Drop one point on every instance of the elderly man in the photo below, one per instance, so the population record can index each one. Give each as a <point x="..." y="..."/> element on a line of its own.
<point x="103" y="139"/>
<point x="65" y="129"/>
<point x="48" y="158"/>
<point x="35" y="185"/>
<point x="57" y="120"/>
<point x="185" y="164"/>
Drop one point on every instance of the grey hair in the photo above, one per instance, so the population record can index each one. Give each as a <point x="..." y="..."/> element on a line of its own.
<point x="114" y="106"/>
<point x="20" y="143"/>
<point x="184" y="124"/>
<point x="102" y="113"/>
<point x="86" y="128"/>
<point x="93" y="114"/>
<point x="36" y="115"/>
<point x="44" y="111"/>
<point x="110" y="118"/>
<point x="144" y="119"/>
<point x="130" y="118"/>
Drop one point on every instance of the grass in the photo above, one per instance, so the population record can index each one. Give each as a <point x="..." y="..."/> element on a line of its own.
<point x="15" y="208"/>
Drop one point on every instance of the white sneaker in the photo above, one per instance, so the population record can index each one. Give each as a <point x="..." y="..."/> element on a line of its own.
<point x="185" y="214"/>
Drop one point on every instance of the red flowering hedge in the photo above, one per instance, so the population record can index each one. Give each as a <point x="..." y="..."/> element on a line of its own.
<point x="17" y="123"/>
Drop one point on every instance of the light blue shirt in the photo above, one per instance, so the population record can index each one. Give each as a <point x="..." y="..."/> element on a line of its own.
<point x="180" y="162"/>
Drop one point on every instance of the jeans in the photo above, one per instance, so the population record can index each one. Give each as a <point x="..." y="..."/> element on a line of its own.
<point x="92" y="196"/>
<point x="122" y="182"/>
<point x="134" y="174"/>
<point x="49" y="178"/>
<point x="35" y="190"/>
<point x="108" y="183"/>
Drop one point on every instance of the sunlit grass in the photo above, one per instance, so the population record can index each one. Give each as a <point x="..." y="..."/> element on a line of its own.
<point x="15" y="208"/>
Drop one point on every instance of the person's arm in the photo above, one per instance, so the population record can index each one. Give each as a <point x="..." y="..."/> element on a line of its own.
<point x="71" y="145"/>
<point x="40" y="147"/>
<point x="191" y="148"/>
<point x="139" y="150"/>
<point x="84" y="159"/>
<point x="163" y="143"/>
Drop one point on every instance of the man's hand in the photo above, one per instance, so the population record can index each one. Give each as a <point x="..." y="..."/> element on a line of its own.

# # #

# [Aim of the task]
Recast the data above as a Markdown table with the columns No. and Text. Cover only the part that opens with the line containing "Drop one point on every instance of the red" and runs through the end of the data. Number each line in order under No., put the line itself under Text, and leave out blank lines.

# [Worked answer]
| No. | Text |
|---|---|
| 1 | Drop one point on every instance of the red flowering hedge in the photo above, one per instance, so the population record can index each one. Give each as a <point x="..." y="..."/> element on a line of its own. |
| 2 | <point x="17" y="123"/> |
| 3 | Drop one point on every instance of the light blue shirt in the photo above, one per instance, so the population record can index each one. Give each as a <point x="..." y="..."/> element on a line of its own. |
| 4 | <point x="180" y="162"/> |
| 5 | Drop one point on every instance of the jeans in the photo above, one per instance, so the population record can index each one. Give each as a <point x="..." y="..."/> element on a line of its own. |
| 6 | <point x="92" y="196"/> |
| 7 | <point x="122" y="182"/> |
| 8 | <point x="134" y="174"/> |
| 9 | <point x="49" y="178"/> |
| 10 | <point x="35" y="190"/> |
| 11 | <point x="108" y="183"/> |
| 12 | Drop one point on every instance of the sunlit grass in the photo above, one per instance, so the population record can index each one. Give each as a <point x="..." y="..."/> element on a line of its own. |
| 13 | <point x="15" y="208"/> |
| 14 | Drop one point on every instance of the person's arm in the photo above, one per instance, so the population record can index each one. Give each as a <point x="..." y="..."/> element on a line of its own. |
| 15 | <point x="71" y="145"/> |
| 16 | <point x="40" y="147"/> |
| 17 | <point x="191" y="148"/> |
| 18 | <point x="139" y="150"/> |
| 19 | <point x="84" y="159"/> |
| 20 | <point x="163" y="143"/> |
| 21 | Drop one point on every instance of the man's hand in the photo above, one per instance, so the population record can index each one. Give each as a <point x="..." y="..."/> element on a line of its own. |